Trata-se de propaganda, de facto, e não de informação, de novo com a provinciana obsessão de querer marcar a “liderança” na área metropolitana, mas agora lá mais para o ano 2020; de se classificar a si próprio com a nota máxima, à boa maneira do conhecido pregador dominical; e de estabelecer uma inédita meta demográfica de 350 mil habitantes - talvez a pensar nos milhares de fogos desocupados e na selva de cimento em que está transformada a área urbana de Gaia.
Deixemos de parte a retórica habitual neste tipo de apresentações, escrita em “europês” corrente.
Há linhas de intervenção que se inscrevem na doutrina e orientações para os PDMs de 2ª geração que, naturalmente, subscrevemos.
Mas no enunciado há determinantes que merecem anotação.
• Como se pretende priorizar simultaneamente o estacionamento e o transporte público, e ao mesmo tempo não se valoriza a criação de vários interfaces intermodais com as redes de transportes, os percursos pedonais, os corredores para bicicletas, bem como os chamados ligantes?
• Como se pretende densificar - ainda mais - o espaço de uso urbano e simultaneamente qualificar as áreas de verde urbano?

* Listagem apresentada:
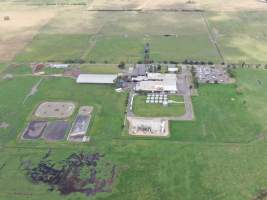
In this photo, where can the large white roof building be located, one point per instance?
(97, 78)
(157, 82)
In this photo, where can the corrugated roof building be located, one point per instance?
(97, 78)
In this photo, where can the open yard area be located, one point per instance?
(143, 109)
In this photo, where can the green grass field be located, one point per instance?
(241, 35)
(142, 109)
(215, 107)
(100, 37)
(56, 47)
(209, 158)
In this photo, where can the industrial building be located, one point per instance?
(97, 78)
(156, 82)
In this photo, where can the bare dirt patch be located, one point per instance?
(22, 26)
(55, 110)
(34, 130)
(4, 125)
(56, 130)
(33, 90)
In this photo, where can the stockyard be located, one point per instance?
(212, 147)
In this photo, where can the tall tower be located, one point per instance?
(147, 53)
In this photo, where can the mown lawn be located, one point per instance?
(189, 167)
(221, 116)
(142, 109)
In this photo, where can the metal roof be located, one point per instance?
(97, 78)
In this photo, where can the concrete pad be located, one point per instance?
(34, 130)
(56, 130)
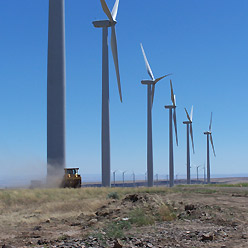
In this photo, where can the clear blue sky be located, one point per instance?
(203, 43)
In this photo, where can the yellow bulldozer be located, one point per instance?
(71, 178)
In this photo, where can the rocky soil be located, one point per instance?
(183, 218)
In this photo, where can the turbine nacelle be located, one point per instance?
(153, 81)
(187, 122)
(103, 23)
(170, 106)
(148, 82)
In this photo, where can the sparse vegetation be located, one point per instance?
(113, 195)
(139, 217)
(91, 214)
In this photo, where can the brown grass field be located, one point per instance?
(184, 216)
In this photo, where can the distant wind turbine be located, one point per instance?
(209, 136)
(105, 24)
(189, 131)
(171, 159)
(150, 98)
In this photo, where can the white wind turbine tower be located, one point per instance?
(171, 159)
(150, 98)
(209, 136)
(105, 24)
(189, 131)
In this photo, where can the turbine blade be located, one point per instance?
(158, 79)
(115, 57)
(106, 10)
(191, 114)
(172, 95)
(115, 10)
(191, 134)
(148, 68)
(210, 125)
(153, 92)
(211, 139)
(187, 114)
(175, 124)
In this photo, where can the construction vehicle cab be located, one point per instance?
(71, 178)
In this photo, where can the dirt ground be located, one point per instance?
(195, 216)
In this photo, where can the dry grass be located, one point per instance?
(29, 206)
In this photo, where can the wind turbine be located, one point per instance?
(150, 97)
(209, 136)
(105, 24)
(171, 159)
(56, 86)
(189, 131)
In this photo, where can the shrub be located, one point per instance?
(113, 195)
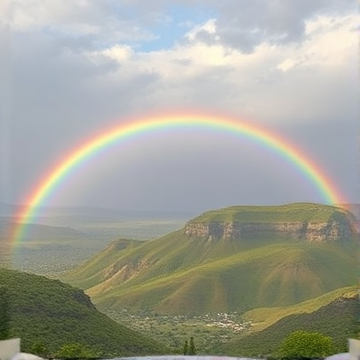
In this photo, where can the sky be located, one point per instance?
(72, 68)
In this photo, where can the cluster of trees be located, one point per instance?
(189, 348)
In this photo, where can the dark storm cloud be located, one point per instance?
(76, 71)
(245, 24)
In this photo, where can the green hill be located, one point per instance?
(337, 318)
(308, 251)
(57, 314)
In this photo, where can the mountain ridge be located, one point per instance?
(182, 273)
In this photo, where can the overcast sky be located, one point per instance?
(71, 68)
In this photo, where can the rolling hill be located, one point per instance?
(233, 259)
(57, 314)
(338, 317)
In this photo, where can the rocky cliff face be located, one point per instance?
(333, 230)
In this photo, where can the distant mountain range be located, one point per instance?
(233, 259)
(335, 314)
(9, 210)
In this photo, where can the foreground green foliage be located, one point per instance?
(4, 313)
(55, 314)
(338, 320)
(303, 344)
(176, 274)
(296, 212)
(76, 350)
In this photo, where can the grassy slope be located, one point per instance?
(264, 317)
(338, 318)
(175, 274)
(296, 212)
(58, 314)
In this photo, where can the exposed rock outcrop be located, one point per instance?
(340, 229)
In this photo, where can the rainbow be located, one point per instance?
(53, 178)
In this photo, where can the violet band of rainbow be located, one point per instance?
(52, 180)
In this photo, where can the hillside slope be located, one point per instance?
(57, 314)
(338, 319)
(206, 267)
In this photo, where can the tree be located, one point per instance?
(302, 344)
(186, 348)
(192, 349)
(4, 313)
(39, 348)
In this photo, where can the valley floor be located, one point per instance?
(208, 330)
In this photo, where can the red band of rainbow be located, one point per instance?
(53, 179)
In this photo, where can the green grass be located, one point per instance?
(338, 319)
(297, 212)
(57, 314)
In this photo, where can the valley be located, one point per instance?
(229, 278)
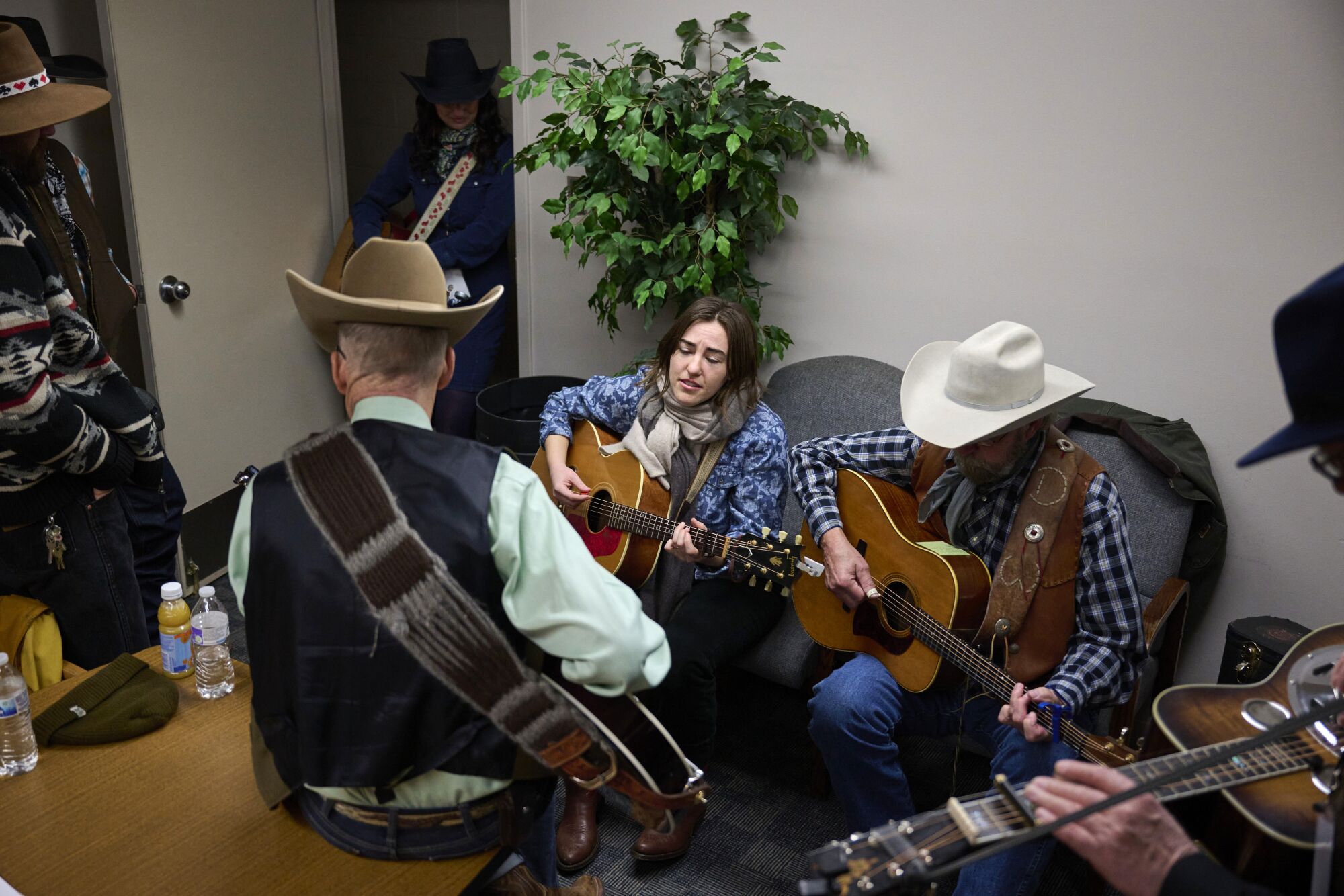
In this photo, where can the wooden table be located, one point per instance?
(177, 811)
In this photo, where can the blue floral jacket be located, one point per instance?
(747, 490)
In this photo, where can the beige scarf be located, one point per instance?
(698, 425)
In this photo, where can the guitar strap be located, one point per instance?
(702, 474)
(412, 593)
(437, 208)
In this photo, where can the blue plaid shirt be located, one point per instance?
(1103, 656)
(745, 492)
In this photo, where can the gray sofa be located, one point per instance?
(849, 394)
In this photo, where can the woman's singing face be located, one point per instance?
(701, 363)
(458, 115)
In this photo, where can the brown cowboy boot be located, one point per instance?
(521, 883)
(576, 842)
(657, 846)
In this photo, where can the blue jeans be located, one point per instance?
(472, 836)
(858, 711)
(154, 523)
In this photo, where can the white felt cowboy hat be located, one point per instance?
(386, 281)
(955, 394)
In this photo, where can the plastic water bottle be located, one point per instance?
(210, 645)
(18, 746)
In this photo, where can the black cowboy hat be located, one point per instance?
(452, 75)
(1308, 338)
(68, 66)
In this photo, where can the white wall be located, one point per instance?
(1140, 182)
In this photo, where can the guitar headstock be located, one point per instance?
(772, 558)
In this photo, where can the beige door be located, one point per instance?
(225, 178)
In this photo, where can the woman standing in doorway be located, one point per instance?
(701, 390)
(456, 115)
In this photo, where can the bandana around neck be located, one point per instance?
(454, 146)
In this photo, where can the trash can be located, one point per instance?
(509, 414)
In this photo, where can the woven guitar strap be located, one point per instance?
(412, 593)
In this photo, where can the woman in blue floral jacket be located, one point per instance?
(701, 389)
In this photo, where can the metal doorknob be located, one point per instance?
(173, 289)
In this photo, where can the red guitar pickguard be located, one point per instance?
(600, 545)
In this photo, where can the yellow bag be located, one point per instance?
(29, 633)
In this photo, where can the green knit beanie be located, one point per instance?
(124, 701)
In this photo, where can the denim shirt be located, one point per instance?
(747, 490)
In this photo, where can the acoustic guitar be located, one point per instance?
(931, 604)
(627, 519)
(1275, 787)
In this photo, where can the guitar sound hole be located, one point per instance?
(599, 518)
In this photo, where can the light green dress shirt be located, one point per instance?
(554, 593)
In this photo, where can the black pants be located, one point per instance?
(96, 597)
(154, 523)
(716, 624)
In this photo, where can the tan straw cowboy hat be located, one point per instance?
(955, 394)
(29, 99)
(386, 281)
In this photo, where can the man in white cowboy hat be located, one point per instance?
(1049, 525)
(345, 713)
(60, 193)
(72, 427)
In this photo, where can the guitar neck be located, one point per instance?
(994, 817)
(976, 666)
(650, 526)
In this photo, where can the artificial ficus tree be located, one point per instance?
(681, 166)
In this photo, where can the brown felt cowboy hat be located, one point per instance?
(386, 281)
(29, 99)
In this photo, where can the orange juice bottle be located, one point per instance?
(174, 632)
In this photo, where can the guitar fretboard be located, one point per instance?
(991, 817)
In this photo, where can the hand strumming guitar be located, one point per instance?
(847, 572)
(566, 486)
(1018, 711)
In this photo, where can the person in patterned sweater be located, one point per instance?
(72, 427)
(701, 389)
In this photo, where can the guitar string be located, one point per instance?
(936, 635)
(1240, 769)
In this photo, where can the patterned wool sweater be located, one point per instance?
(71, 421)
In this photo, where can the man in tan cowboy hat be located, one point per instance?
(343, 711)
(1076, 636)
(72, 427)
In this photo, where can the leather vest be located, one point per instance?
(1033, 605)
(339, 702)
(108, 303)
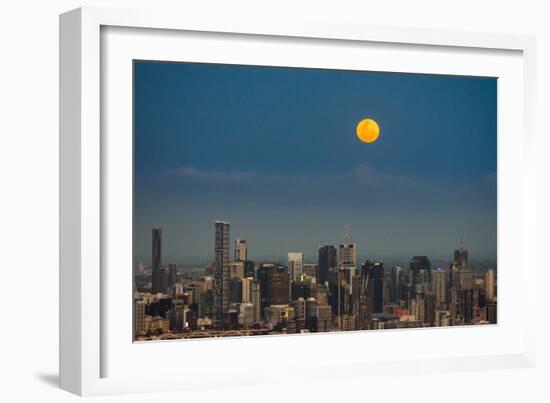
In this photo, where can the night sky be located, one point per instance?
(273, 150)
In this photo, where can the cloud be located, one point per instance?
(192, 173)
(363, 175)
(368, 176)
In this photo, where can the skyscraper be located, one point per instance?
(376, 286)
(241, 253)
(172, 274)
(461, 257)
(421, 270)
(439, 286)
(222, 271)
(327, 260)
(490, 285)
(295, 264)
(395, 285)
(255, 299)
(157, 275)
(347, 255)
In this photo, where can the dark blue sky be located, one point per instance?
(273, 150)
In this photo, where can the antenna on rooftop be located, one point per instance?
(346, 233)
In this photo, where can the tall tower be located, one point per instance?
(461, 257)
(222, 271)
(240, 250)
(439, 286)
(295, 264)
(421, 270)
(157, 280)
(490, 285)
(327, 260)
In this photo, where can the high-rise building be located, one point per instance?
(237, 269)
(157, 272)
(347, 255)
(420, 270)
(295, 264)
(490, 285)
(327, 260)
(248, 268)
(376, 286)
(172, 274)
(461, 257)
(395, 284)
(255, 299)
(236, 293)
(240, 250)
(222, 271)
(139, 317)
(311, 270)
(247, 283)
(439, 286)
(274, 284)
(246, 315)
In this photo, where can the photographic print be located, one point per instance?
(275, 200)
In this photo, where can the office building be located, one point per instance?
(157, 272)
(490, 285)
(439, 286)
(240, 250)
(222, 271)
(295, 265)
(420, 270)
(327, 260)
(461, 257)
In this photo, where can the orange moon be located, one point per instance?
(368, 131)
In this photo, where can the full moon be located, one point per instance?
(368, 130)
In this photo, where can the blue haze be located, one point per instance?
(273, 150)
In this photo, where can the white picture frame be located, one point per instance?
(85, 343)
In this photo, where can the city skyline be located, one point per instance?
(238, 297)
(311, 200)
(202, 154)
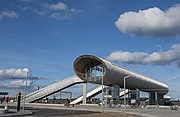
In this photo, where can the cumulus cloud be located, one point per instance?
(58, 6)
(14, 74)
(8, 14)
(151, 22)
(17, 84)
(59, 11)
(155, 58)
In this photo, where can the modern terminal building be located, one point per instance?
(96, 70)
(112, 78)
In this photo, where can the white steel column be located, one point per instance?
(84, 92)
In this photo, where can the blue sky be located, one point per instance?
(47, 36)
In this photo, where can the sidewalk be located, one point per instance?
(14, 113)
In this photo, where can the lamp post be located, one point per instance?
(102, 91)
(25, 88)
(125, 93)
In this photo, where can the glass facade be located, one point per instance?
(94, 73)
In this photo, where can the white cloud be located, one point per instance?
(8, 14)
(151, 22)
(16, 84)
(58, 6)
(155, 58)
(6, 74)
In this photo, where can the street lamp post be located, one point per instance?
(102, 92)
(125, 93)
(25, 88)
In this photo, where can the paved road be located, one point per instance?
(45, 110)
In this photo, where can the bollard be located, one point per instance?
(19, 101)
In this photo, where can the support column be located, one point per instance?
(84, 92)
(152, 98)
(137, 96)
(156, 98)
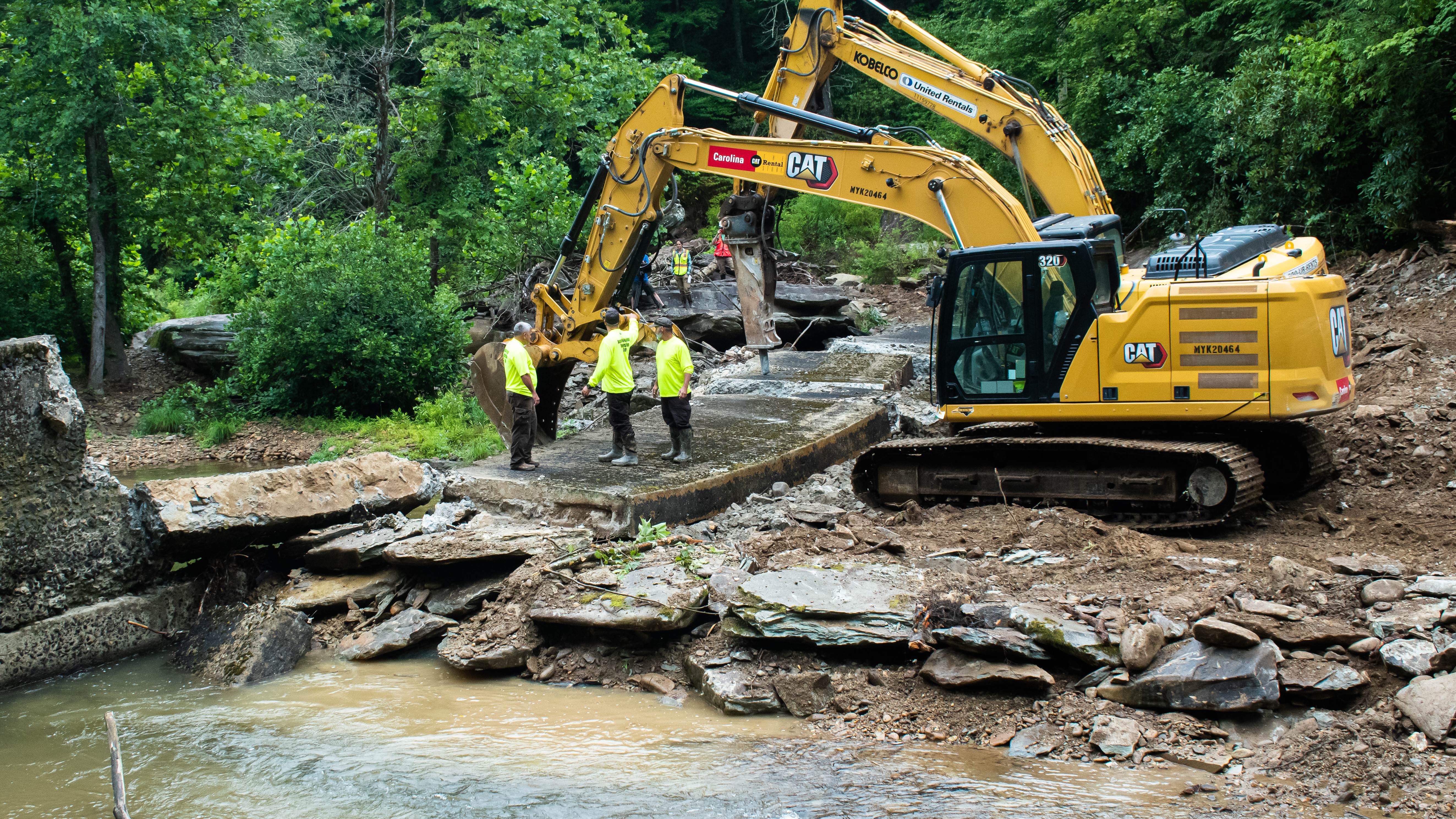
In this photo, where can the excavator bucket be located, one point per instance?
(488, 375)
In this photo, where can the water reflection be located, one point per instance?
(414, 738)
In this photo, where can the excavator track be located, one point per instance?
(1139, 483)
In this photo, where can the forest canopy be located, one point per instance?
(162, 149)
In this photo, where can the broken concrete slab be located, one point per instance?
(851, 604)
(1196, 677)
(1430, 705)
(507, 544)
(1074, 639)
(954, 670)
(1312, 632)
(237, 645)
(1411, 658)
(200, 516)
(1116, 736)
(95, 634)
(733, 690)
(1433, 587)
(997, 643)
(328, 592)
(1320, 680)
(464, 598)
(743, 445)
(410, 627)
(804, 694)
(1366, 565)
(656, 598)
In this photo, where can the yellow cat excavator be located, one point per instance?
(1158, 398)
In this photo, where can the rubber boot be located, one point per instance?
(616, 451)
(678, 447)
(685, 439)
(630, 458)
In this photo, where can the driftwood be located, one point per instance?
(119, 783)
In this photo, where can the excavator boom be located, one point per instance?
(1005, 113)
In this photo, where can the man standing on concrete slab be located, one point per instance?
(615, 375)
(684, 272)
(675, 369)
(520, 393)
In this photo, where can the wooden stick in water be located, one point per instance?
(119, 783)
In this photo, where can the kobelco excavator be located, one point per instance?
(1157, 398)
(1004, 111)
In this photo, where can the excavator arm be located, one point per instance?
(933, 186)
(1005, 113)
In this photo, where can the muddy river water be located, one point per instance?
(410, 736)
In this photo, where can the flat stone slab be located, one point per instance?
(954, 670)
(845, 605)
(815, 375)
(657, 598)
(742, 445)
(1194, 677)
(327, 592)
(200, 516)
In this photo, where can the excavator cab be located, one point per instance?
(1013, 318)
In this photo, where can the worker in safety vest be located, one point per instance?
(684, 273)
(675, 371)
(615, 375)
(520, 394)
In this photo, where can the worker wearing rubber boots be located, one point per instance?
(520, 394)
(675, 371)
(615, 375)
(684, 273)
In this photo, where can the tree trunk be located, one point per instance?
(434, 263)
(383, 168)
(63, 254)
(94, 205)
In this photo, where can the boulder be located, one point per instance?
(1411, 613)
(1366, 565)
(1266, 608)
(1318, 680)
(1312, 632)
(486, 544)
(1224, 634)
(1196, 677)
(1430, 705)
(1382, 592)
(1433, 587)
(1116, 735)
(328, 592)
(465, 598)
(953, 670)
(849, 604)
(656, 598)
(363, 549)
(1074, 639)
(404, 630)
(804, 694)
(1141, 645)
(1036, 741)
(733, 690)
(1411, 658)
(200, 516)
(237, 643)
(999, 643)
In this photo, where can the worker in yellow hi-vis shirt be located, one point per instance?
(615, 375)
(520, 393)
(675, 369)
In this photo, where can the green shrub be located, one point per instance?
(346, 318)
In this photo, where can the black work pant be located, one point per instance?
(678, 413)
(523, 428)
(619, 413)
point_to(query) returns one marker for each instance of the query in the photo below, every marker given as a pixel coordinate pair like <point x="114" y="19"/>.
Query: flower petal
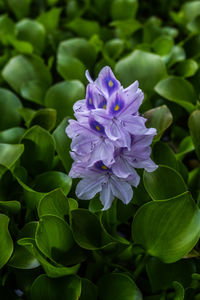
<point x="87" y="188"/>
<point x="106" y="196"/>
<point x="107" y="82"/>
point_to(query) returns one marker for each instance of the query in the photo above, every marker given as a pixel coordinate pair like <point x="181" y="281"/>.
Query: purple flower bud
<point x="109" y="140"/>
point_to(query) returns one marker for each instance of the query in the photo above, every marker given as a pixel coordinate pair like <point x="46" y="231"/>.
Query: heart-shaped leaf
<point x="167" y="229"/>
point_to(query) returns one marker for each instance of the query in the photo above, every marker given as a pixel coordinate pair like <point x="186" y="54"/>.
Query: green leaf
<point x="62" y="143"/>
<point x="137" y="66"/>
<point x="33" y="32"/>
<point x="124" y="9"/>
<point x="164" y="183"/>
<point x="167" y="229"/>
<point x="55" y="203"/>
<point x="63" y="95"/>
<point x="177" y="90"/>
<point x="164" y="155"/>
<point x="6" y="243"/>
<point x="50" y="19"/>
<point x="163" y="45"/>
<point x="63" y="288"/>
<point x="84" y="28"/>
<point x="45" y="118"/>
<point x="114" y="48"/>
<point x="23" y="259"/>
<point x="52" y="180"/>
<point x="9" y="154"/>
<point x="88" y="290"/>
<point x="38" y="150"/>
<point x="159" y="118"/>
<point x="118" y="286"/>
<point x="194" y="126"/>
<point x="20" y="8"/>
<point x="179" y="291"/>
<point x="7" y="29"/>
<point x="161" y="276"/>
<point x="28" y="76"/>
<point x="53" y="237"/>
<point x="73" y="56"/>
<point x="11" y="206"/>
<point x="186" y="146"/>
<point x="88" y="231"/>
<point x="187" y="68"/>
<point x="190" y="10"/>
<point x="9" y="106"/>
<point x="12" y="135"/>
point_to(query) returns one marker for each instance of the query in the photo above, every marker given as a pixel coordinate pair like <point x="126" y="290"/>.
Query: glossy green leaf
<point x="7" y="29"/>
<point x="38" y="150"/>
<point x="63" y="288"/>
<point x="20" y="8"/>
<point x="62" y="144"/>
<point x="187" y="68"/>
<point x="9" y="154"/>
<point x="52" y="180"/>
<point x="164" y="155"/>
<point x="12" y="135"/>
<point x="55" y="203"/>
<point x="53" y="237"/>
<point x="45" y="118"/>
<point x="162" y="275"/>
<point x="23" y="259"/>
<point x="87" y="230"/>
<point x="194" y="126"/>
<point x="178" y="90"/>
<point x="164" y="183"/>
<point x="114" y="48"/>
<point x="11" y="206"/>
<point x="179" y="291"/>
<point x="118" y="286"/>
<point x="186" y="146"/>
<point x="84" y="28"/>
<point x="167" y="229"/>
<point x="163" y="45"/>
<point x="32" y="32"/>
<point x="159" y="118"/>
<point x="9" y="106"/>
<point x="52" y="269"/>
<point x="137" y="66"/>
<point x="88" y="290"/>
<point x="194" y="25"/>
<point x="50" y="19"/>
<point x="191" y="10"/>
<point x="124" y="9"/>
<point x="6" y="243"/>
<point x="63" y="95"/>
<point x="28" y="76"/>
<point x="73" y="56"/>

* Objetivo da tarefa: Segundo o texto sobre Gaia, que aspetos o enunciado não valoriza ao mesmo tempo que prioriza o estacionamento e o transporte público? Enumere todos. Responda apenas com base no texto.

* Resposta:
- A criação de vários interfaces intermodais com as redes de transportes
- Os percursos pedonais
- Os corredores para bicicletas
- Os chamados ligantes